O QUE FAZER:
Copie sem nenhuma alteração a parte do texto sobre os contratos de limpeza urbana no Rio Grande do Sul que começa em "A empresa que" e vai até "do jornal Globo.", incluindo essas palavras.

TRECHO DO TEXTO:
Empresários do setor de saneamento, limpeza e coleta de lixo, que estão sendo investigados por desvios de dinheiro público, conseguiram contratos que somam R$ 239,2 milhões em municípios do Rio Grande do Sul, em meio à crise das enchentes. Esses acordos foram firmados de forma acelerada devido à declaração de estado de calamidade pública.
A empresa que obteve os maiores contratos é a THV, especializada em limpeza urbana e coleta de lixo. A companhia assinou 11 contratos com a prefeitura de Canoas, totalizando R$ 165,2 milhões. Canoas, uma das cidades mais afetadas pelas inundações, viu bairros inteiros submersos. Os contratos, firmados em junho e com validade até dezembro, incluem locação de maquinário, como retroescavadeiras e caminhões, e serviços de equipe. A THV venceu a licitação com 11 lotes, enquanto outra empresa conquistou dois lotes, totalizando R$ 31 milhões. As informações são do jornal Globo.

DADOS FORNECIDOS:
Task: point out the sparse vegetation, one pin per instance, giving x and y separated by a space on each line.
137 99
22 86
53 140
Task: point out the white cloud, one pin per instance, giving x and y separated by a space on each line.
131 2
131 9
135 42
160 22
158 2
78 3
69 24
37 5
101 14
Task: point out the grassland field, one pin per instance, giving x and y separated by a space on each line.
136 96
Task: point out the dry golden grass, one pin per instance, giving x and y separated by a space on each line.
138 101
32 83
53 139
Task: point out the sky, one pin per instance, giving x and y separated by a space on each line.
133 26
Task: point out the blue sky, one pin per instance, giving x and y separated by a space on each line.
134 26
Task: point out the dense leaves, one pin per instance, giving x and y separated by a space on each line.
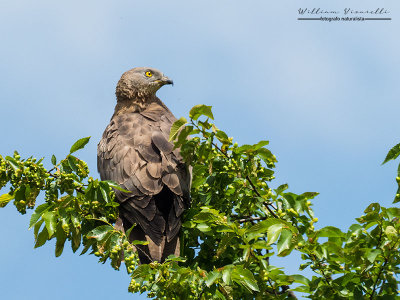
234 228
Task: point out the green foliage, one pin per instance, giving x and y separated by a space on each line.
234 228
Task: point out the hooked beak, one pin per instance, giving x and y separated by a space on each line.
166 80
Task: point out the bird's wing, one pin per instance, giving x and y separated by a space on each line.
134 152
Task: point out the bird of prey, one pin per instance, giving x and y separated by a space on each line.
135 153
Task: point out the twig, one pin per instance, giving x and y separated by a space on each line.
259 195
249 219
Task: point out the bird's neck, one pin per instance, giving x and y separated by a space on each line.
136 104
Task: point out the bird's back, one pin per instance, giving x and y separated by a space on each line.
135 153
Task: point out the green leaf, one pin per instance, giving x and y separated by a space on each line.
13 162
227 274
222 137
211 277
50 221
371 254
79 144
391 232
246 278
183 134
330 231
300 279
4 199
142 271
178 124
42 238
38 213
53 160
200 110
128 232
260 144
137 242
284 242
264 226
37 228
105 191
61 238
115 186
76 239
392 154
100 232
72 162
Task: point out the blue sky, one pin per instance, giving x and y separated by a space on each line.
324 94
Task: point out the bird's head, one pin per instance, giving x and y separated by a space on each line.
140 83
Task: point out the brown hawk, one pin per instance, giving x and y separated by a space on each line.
135 153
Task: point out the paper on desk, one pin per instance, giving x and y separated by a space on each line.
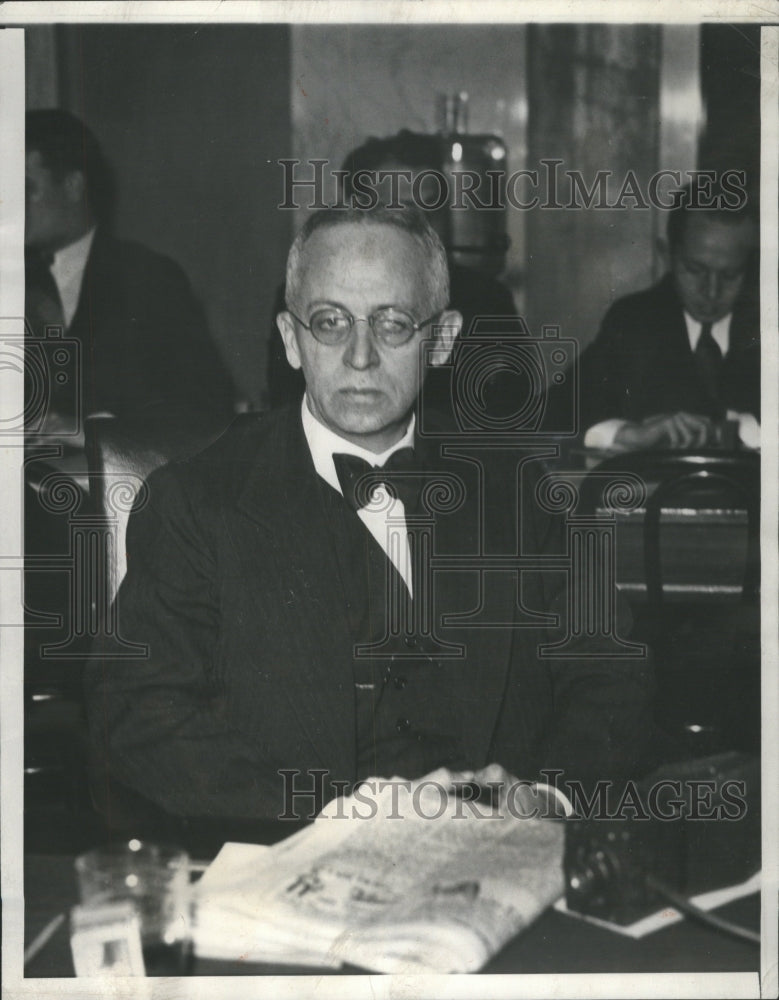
668 915
416 894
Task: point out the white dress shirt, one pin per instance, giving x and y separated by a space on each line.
68 269
385 517
602 435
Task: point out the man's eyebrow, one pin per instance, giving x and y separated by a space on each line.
327 302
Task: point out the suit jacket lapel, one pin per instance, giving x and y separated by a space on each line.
459 594
283 501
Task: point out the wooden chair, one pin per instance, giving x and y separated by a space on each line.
707 653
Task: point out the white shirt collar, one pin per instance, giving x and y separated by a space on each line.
720 331
323 443
67 269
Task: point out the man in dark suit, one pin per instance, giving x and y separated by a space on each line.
145 351
314 591
673 362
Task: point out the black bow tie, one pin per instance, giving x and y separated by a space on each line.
399 474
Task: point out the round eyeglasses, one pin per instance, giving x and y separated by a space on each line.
393 327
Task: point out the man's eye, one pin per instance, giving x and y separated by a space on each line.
330 322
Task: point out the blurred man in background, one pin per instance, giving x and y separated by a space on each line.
145 351
672 364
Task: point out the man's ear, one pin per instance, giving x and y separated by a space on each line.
445 330
286 326
75 187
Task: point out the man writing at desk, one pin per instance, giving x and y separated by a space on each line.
671 363
265 580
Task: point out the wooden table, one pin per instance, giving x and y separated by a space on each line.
556 943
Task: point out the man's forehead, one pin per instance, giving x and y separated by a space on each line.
713 234
355 255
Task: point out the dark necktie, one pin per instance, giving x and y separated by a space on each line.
708 358
43 305
358 478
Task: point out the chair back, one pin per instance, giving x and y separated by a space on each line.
118 467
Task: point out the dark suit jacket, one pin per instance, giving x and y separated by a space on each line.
232 584
641 363
145 345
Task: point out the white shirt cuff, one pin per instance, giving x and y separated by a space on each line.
748 428
602 435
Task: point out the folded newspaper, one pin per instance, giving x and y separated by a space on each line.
396 878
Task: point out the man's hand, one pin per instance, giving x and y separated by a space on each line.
674 430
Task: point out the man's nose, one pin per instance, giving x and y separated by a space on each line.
361 350
713 284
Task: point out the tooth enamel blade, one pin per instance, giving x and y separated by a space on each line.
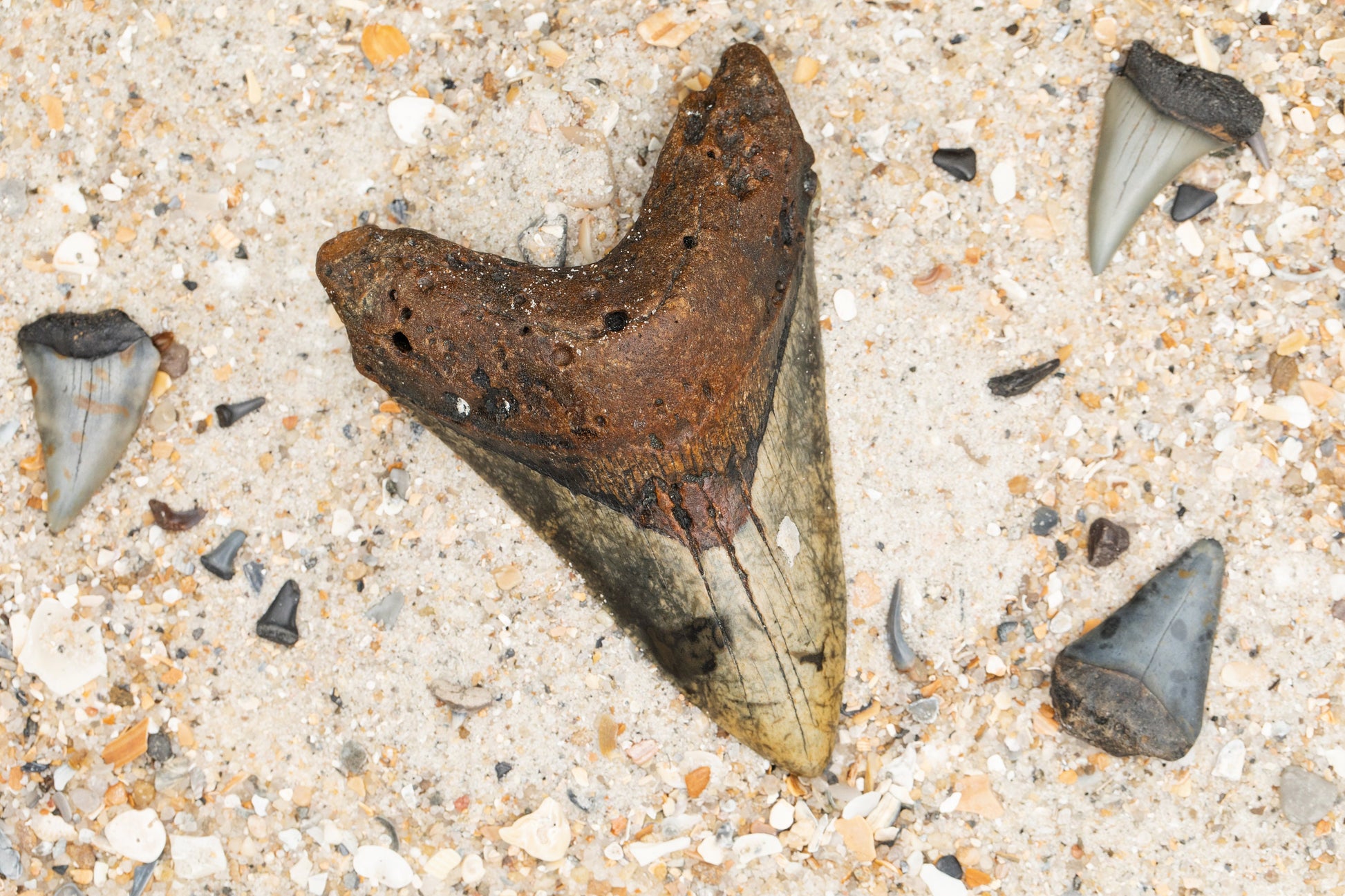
1140 153
91 381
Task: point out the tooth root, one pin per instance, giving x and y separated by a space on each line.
1136 684
1140 153
92 377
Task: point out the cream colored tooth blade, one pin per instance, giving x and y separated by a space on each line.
1140 153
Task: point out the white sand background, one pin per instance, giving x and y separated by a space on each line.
1164 420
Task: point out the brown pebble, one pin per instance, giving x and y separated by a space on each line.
171 520
1106 542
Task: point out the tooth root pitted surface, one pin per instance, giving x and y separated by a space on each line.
655 414
91 381
1158 117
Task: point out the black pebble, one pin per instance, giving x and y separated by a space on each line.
950 866
1191 201
1044 520
159 748
1106 542
1020 383
229 414
279 623
220 562
959 163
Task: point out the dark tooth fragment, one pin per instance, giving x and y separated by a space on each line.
229 414
221 560
1136 684
280 622
959 163
1218 104
171 520
1020 383
901 654
1106 542
1191 201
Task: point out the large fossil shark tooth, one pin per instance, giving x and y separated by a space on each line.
1158 117
655 416
1136 684
91 381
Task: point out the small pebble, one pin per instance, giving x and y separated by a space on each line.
280 623
1106 542
1191 201
1044 520
959 163
229 414
1020 383
1305 798
924 711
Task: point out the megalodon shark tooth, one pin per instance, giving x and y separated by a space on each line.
658 416
1158 117
91 377
1136 684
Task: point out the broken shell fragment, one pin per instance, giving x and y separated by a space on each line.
655 414
1136 684
1160 116
280 622
91 381
220 562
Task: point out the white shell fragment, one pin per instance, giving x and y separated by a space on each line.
77 255
62 649
543 835
197 857
384 867
138 835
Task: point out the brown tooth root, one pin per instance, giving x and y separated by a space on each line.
658 416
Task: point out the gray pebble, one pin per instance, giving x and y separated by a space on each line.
1305 798
1044 520
352 758
924 711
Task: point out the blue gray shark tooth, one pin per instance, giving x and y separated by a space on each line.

RESPOSTA DO EXERCÍCIO:
A empresa que obteve os maiores contratos é a THV, especializada em limpeza urbana e coleta de lixo. A companhia assinou 11 contratos com a prefeitura de Canoas, totalizando R$ 165,2 milhões. Canoas, uma das cidades mais afetadas pelas inundações, viu bairros inteiros submersos. Os contratos, firmados em junho e com validade até dezembro, incluem locação de maquinário, como retroescavadeiras e caminhões, e serviços de equipe. A THV venceu a licitação com 11 lotes, enquanto outra empresa conquistou dois lotes, totalizando R$ 31 milhões. As informações são do jornal Globo.